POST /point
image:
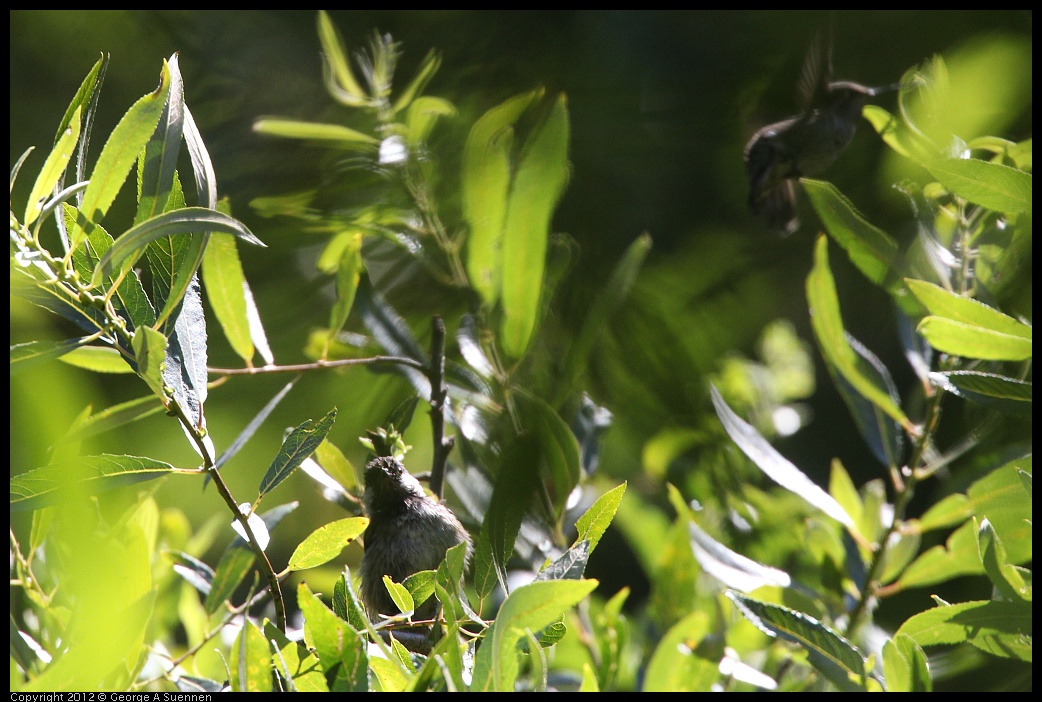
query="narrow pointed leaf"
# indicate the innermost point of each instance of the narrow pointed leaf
(98, 359)
(991, 185)
(333, 133)
(486, 185)
(30, 353)
(529, 607)
(423, 75)
(325, 543)
(973, 342)
(222, 275)
(332, 47)
(733, 569)
(1007, 395)
(52, 171)
(872, 250)
(906, 667)
(1001, 628)
(833, 341)
(773, 464)
(91, 475)
(299, 445)
(833, 655)
(188, 220)
(943, 303)
(118, 156)
(540, 181)
(595, 521)
(160, 153)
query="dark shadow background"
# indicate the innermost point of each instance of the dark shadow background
(661, 104)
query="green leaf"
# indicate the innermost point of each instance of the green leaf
(833, 341)
(332, 638)
(188, 220)
(98, 358)
(1007, 395)
(773, 464)
(399, 595)
(298, 446)
(325, 543)
(236, 562)
(336, 134)
(30, 353)
(295, 662)
(1000, 628)
(250, 661)
(222, 274)
(872, 250)
(595, 521)
(423, 75)
(486, 178)
(559, 450)
(85, 475)
(1007, 578)
(833, 655)
(733, 569)
(991, 185)
(604, 305)
(349, 268)
(422, 115)
(973, 342)
(906, 666)
(540, 181)
(114, 417)
(118, 156)
(958, 308)
(679, 662)
(336, 54)
(150, 354)
(158, 160)
(529, 607)
(53, 168)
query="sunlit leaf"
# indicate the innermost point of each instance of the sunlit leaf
(1000, 628)
(299, 445)
(991, 185)
(539, 182)
(872, 250)
(118, 156)
(833, 340)
(336, 134)
(529, 607)
(773, 464)
(53, 168)
(98, 359)
(222, 275)
(486, 181)
(906, 666)
(1008, 395)
(325, 543)
(188, 220)
(833, 655)
(91, 475)
(677, 665)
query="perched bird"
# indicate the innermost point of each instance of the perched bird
(780, 153)
(408, 531)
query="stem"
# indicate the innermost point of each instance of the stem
(443, 445)
(222, 489)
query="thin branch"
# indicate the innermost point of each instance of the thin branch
(443, 445)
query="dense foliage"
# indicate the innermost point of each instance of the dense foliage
(446, 271)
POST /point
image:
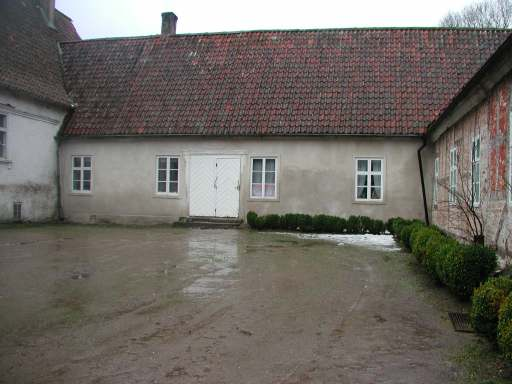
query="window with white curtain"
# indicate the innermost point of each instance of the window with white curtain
(3, 136)
(475, 171)
(436, 180)
(167, 175)
(81, 174)
(264, 178)
(369, 179)
(453, 176)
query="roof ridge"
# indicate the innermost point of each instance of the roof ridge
(354, 29)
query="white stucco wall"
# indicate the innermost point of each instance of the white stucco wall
(29, 173)
(316, 175)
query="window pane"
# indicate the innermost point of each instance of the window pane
(362, 192)
(270, 177)
(173, 187)
(162, 163)
(257, 164)
(270, 165)
(270, 190)
(257, 177)
(362, 180)
(375, 193)
(256, 190)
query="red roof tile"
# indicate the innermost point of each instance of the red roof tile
(30, 61)
(347, 81)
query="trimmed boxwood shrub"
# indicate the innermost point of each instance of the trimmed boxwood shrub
(504, 335)
(466, 267)
(407, 231)
(419, 240)
(486, 302)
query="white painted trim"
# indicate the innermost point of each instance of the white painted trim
(369, 173)
(73, 168)
(167, 194)
(276, 181)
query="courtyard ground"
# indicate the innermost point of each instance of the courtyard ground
(106, 304)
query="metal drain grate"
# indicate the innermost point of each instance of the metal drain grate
(461, 322)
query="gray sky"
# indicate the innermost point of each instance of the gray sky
(108, 18)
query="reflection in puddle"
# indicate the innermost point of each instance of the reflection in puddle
(216, 261)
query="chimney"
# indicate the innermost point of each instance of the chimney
(169, 20)
(48, 10)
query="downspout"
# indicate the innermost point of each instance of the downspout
(58, 139)
(420, 163)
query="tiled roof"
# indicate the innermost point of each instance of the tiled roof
(30, 61)
(315, 82)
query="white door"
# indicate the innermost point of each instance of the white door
(228, 187)
(202, 191)
(214, 186)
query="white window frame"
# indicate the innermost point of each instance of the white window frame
(369, 173)
(82, 168)
(475, 163)
(263, 179)
(452, 185)
(168, 175)
(510, 153)
(3, 129)
(435, 191)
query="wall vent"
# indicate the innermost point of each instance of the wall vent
(16, 211)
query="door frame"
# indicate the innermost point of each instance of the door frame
(241, 155)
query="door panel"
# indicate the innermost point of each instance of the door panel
(228, 187)
(202, 191)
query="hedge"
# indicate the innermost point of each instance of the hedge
(318, 223)
(504, 335)
(460, 267)
(486, 302)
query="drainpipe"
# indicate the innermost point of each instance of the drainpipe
(420, 163)
(58, 139)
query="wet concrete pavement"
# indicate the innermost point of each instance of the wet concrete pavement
(85, 304)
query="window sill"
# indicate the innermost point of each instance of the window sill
(80, 193)
(262, 200)
(164, 196)
(369, 202)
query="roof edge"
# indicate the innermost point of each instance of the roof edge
(346, 29)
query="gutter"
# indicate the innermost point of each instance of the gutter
(420, 164)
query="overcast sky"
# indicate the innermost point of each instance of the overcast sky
(109, 18)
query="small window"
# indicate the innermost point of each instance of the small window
(369, 180)
(453, 176)
(264, 178)
(167, 175)
(436, 180)
(3, 137)
(475, 171)
(82, 174)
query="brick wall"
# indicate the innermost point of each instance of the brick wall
(491, 121)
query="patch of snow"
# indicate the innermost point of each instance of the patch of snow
(377, 242)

DIRECTION -
Every line of the data above should be quoted exactly. Omit the pictures.

EXERCISE RESPONSE -
POST /point
image:
query="narrow pointed leaf"
# indicate the innermost point of each instance of the narrow pointed leaf
(98, 359)
(991, 185)
(333, 133)
(486, 185)
(30, 353)
(529, 607)
(423, 75)
(325, 543)
(973, 342)
(222, 275)
(332, 47)
(733, 569)
(1007, 395)
(52, 171)
(872, 250)
(906, 667)
(1001, 628)
(833, 341)
(773, 464)
(91, 475)
(299, 445)
(833, 655)
(188, 220)
(943, 303)
(118, 156)
(540, 181)
(595, 521)
(160, 153)
query="dark shadow background"
# indicate the innermost point of each instance of the dark shadow background
(661, 104)
query="green leaf"
# indicate the innermost point of each instance of the green leaf
(833, 341)
(332, 638)
(188, 220)
(98, 358)
(1007, 395)
(773, 464)
(399, 595)
(298, 446)
(325, 543)
(236, 562)
(336, 134)
(30, 353)
(295, 662)
(1000, 628)
(250, 661)
(222, 274)
(872, 250)
(595, 521)
(423, 75)
(486, 178)
(559, 450)
(85, 475)
(1007, 578)
(833, 655)
(733, 569)
(991, 185)
(604, 305)
(349, 268)
(422, 115)
(973, 342)
(906, 666)
(540, 181)
(114, 417)
(118, 156)
(958, 308)
(679, 662)
(336, 54)
(150, 354)
(158, 160)
(529, 607)
(53, 168)
query="sunlit leaf"
# indicate the innermost point of each instance of the sunlit leaf
(1000, 628)
(299, 445)
(991, 185)
(539, 182)
(872, 250)
(118, 156)
(833, 340)
(336, 134)
(529, 607)
(773, 464)
(53, 168)
(98, 359)
(222, 275)
(486, 181)
(906, 666)
(1008, 395)
(325, 543)
(188, 220)
(833, 655)
(91, 475)
(677, 665)
query="perched bird"
# indicate the innermost point of each instance of the perched bird
(780, 153)
(408, 531)
query="stem"
# indicate the innermost point of each instance of the stem
(443, 445)
(222, 489)
query="thin branch"
# indicate the innermost point of each instance of the thin branch
(443, 445)
query="dense foliage"
# indicate the innermost point of each instance of the dense foliage
(446, 271)
POST /point
image:
query="window with white curtain"
# indicate the innermost point of each instance of the window with white curtain
(3, 136)
(475, 171)
(436, 180)
(167, 175)
(81, 174)
(264, 178)
(369, 179)
(453, 176)
query="roof ridge"
# indicate the innermost point of each instance of the roof ridge
(354, 29)
query="white stucco wall"
# indicate the innermost point of each instance of the white stucco wall
(29, 173)
(316, 175)
query="window pane"
# indicate the innermost point of each instance of the window pane
(362, 192)
(270, 177)
(173, 187)
(162, 163)
(257, 164)
(270, 165)
(270, 190)
(257, 177)
(362, 180)
(375, 193)
(256, 190)
query="red roof tile"
# indicate the innermost point of each instance of the red roof tile
(30, 61)
(347, 81)
query="trimmed boxwood shrub"
# indicate the innermost point of each instance of the trimmed boxwood shrub
(504, 335)
(466, 267)
(407, 231)
(419, 240)
(486, 302)
query="white painted trim"
# indicate the innermost point of each instance of the white painted trim
(369, 173)
(73, 168)
(167, 194)
(276, 181)
query="courtyard ground"
# indicate the innermost point of each instance of the courtyard ground
(106, 304)
query="metal drain grate"
# indicate the innermost point of each instance of the metal drain grate
(461, 322)
query="gray sky"
# indicate the innermost point of each instance of the gray sky
(108, 18)
query="reflection in puddle"
# indicate the innermost point of each instance of the reflection in puddle
(216, 261)
query="chimney"
# indicate the innermost point of each instance of the chimney
(169, 20)
(48, 10)
query="downspout"
# indicate the innermost point of each instance of the downspout
(58, 139)
(420, 163)
query="tiled roof"
# indicate the innermost point of each instance of the tiled roof
(30, 61)
(315, 82)
query="white door"
# indicate the innermost point of each instance of the white door
(228, 187)
(202, 191)
(214, 186)
query="white window frame"
# indicate the innermost point of each instance of the white window frame
(369, 173)
(82, 168)
(475, 163)
(263, 179)
(452, 185)
(168, 175)
(510, 153)
(3, 129)
(435, 191)
query="wall vent"
# indicate the innermost point of each instance of the wall vent
(16, 211)
query="door frame"
# indicate the innermost point of each instance of the door frame
(241, 155)
query="door panel"
# indicate the innermost point of each instance of the door panel
(228, 187)
(202, 191)
query="hedge"
# indicate the innermost point of each instance of the hedge
(318, 223)
(504, 335)
(460, 267)
(486, 302)
query="drainpipe"
# indicate the innermost point of each instance of the drainpipe
(420, 163)
(58, 139)
query="wet concrete pavement"
# indicate the innermost point of each instance of the wet concrete pavement
(85, 304)
query="window sill"
# indicate the innermost point of each instance of the window sill
(80, 193)
(262, 200)
(164, 196)
(369, 202)
query="roof edge"
# indicate the innermost point of each instance of the roof edge
(346, 29)
query="gutter"
# indicate the innermost point of each instance of the gutter
(420, 164)
query="overcast sky"
# indicate the innermost point of each instance of the overcast sky
(109, 18)
query="small window"
# indicate the innermost point of each instance of the small window
(369, 180)
(453, 176)
(264, 178)
(167, 175)
(436, 180)
(3, 137)
(475, 171)
(82, 174)
query="brick wall"
# indicate the innermost point of each instance of the brick wall
(491, 121)
query="patch of snow"
# indicate the innermost point of each instance of the patch of snow
(377, 242)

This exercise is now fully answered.